— DATASET RECORDS —

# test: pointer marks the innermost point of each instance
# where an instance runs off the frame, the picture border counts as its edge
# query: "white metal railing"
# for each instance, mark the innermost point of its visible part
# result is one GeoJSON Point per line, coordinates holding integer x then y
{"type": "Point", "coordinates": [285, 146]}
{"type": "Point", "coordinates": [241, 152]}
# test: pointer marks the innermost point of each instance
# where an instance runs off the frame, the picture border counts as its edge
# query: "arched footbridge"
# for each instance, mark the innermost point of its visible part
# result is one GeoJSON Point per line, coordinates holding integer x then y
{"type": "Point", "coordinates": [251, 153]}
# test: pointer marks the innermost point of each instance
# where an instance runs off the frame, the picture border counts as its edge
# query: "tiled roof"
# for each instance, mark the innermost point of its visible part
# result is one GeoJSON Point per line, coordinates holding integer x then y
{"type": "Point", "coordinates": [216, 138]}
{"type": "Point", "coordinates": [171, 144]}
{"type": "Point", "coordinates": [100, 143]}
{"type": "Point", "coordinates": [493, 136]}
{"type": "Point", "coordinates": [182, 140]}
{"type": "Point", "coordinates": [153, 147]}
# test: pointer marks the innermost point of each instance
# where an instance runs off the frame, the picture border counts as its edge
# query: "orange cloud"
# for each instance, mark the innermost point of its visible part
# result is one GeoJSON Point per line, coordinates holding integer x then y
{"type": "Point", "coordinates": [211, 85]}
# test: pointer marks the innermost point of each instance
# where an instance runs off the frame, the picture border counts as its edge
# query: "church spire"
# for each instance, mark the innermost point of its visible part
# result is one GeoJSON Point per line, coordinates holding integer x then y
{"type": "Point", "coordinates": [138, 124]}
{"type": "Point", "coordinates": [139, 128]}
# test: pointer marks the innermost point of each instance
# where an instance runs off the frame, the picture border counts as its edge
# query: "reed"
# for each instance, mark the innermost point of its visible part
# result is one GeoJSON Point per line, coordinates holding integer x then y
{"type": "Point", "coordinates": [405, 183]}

— AIM OF THE TASK —
Give the material above again, word for word.

— THE ANSWER —
# test: pointer marks the innermost point of each instance
# where an instance runs off the frame, the picture border counts as its edge
# query: "white metal railing"
# for each instance, mark the innermost point of its visible part
# result is one GeoJSON Point per line, coordinates holding integer x then y
{"type": "Point", "coordinates": [285, 146]}
{"type": "Point", "coordinates": [241, 152]}
# test: pointer marks the innermost point of each instance
# where an instance runs off the frame, the picture border counts as its edge
# query: "arched footbridge"
# for each instance, mark the innermost point of its visible part
# result is one GeoJSON Point per line, coordinates holding integer x then y
{"type": "Point", "coordinates": [251, 153]}
# test: pointer marks the innermost point of each instance
# where an instance runs off the frame, the picture border counts as its edge
# query: "tiled roof"
# for each instance, mark the innermost point of its visible part
# result is one GeoJSON Point per line, coordinates holding integer x then y
{"type": "Point", "coordinates": [216, 138]}
{"type": "Point", "coordinates": [171, 144]}
{"type": "Point", "coordinates": [100, 143]}
{"type": "Point", "coordinates": [493, 136]}
{"type": "Point", "coordinates": [182, 140]}
{"type": "Point", "coordinates": [153, 147]}
# test: pointer marks the innermost point of each instance
# where an instance runs off the frame, the picture border counts as its edge
# query: "orange cloud"
# for each instance, mark the innermost point of its visible part
# result is one GeoJSON Point per line, coordinates holding integer x then y
{"type": "Point", "coordinates": [211, 85]}
# test: pointer marks the innermost point of each instance
# where an instance runs off the frame, the picture border counts as its edge
# query: "church spire"
# for each instance, mark the innermost point of its visible part
# result is one GeoJSON Point per line, coordinates holding integer x then y
{"type": "Point", "coordinates": [138, 124]}
{"type": "Point", "coordinates": [139, 128]}
# test: pointer marks the innermost point of each instance
# where an instance runs off the frame, the picture border counts as its edge
# query: "reed"
# for each instance, mark the innermost point of its visible part
# result is one GeoJSON Point per line, coordinates holding integer x then y
{"type": "Point", "coordinates": [405, 183]}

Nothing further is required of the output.